Goal> Rewrite every line of these records as a numbered list, leaving out the blank lines.

Data supplied>
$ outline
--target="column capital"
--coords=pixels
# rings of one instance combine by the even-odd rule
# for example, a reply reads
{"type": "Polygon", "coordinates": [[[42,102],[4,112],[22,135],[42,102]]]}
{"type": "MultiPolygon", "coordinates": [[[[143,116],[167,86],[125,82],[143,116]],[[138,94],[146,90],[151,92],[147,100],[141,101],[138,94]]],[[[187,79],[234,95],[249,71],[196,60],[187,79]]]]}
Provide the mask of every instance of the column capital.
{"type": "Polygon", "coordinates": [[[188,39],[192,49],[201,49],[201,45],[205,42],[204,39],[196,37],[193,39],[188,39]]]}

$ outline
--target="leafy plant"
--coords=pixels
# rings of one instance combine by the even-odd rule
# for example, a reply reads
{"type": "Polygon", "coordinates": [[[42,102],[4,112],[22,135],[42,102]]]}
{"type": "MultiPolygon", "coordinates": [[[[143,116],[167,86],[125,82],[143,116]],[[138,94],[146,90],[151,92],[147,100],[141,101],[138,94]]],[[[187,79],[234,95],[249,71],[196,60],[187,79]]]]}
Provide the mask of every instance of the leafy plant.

Solution below>
1. $ outline
2. --target="column capital"
3. --coords=pixels
4. # rings of one instance combine by the even-odd rule
5. # for example, a reply reads
6. {"type": "Polygon", "coordinates": [[[42,102],[4,112],[22,135],[42,102]]]}
7. {"type": "MultiPolygon", "coordinates": [[[[143,116],[167,86],[125,82],[143,116]],[[138,94],[146,90],[151,92],[147,100],[141,101],[138,94]]],[[[187,79],[234,95],[249,71],[196,60],[187,79]]]]}
8. Provide the mask of every instance of the column capital.
9. {"type": "Polygon", "coordinates": [[[188,39],[192,49],[201,49],[201,45],[205,42],[204,39],[196,37],[193,39],[188,39]]]}
10. $ outline
11. --target="leafy plant"
12. --coords=pixels
13. # rings of one instance combine by the even-odd rule
14. # for example, a reply reads
15. {"type": "Polygon", "coordinates": [[[42,102],[4,112],[22,135],[42,102]]]}
16. {"type": "MultiPolygon", "coordinates": [[[[143,116],[167,86],[125,82],[143,116]],[[138,94],[146,90],[151,92],[147,100],[141,101],[138,94]]],[[[187,79],[234,95],[249,71],[196,60],[187,79]]]]}
17. Provide the mask of every instance of the leafy plant.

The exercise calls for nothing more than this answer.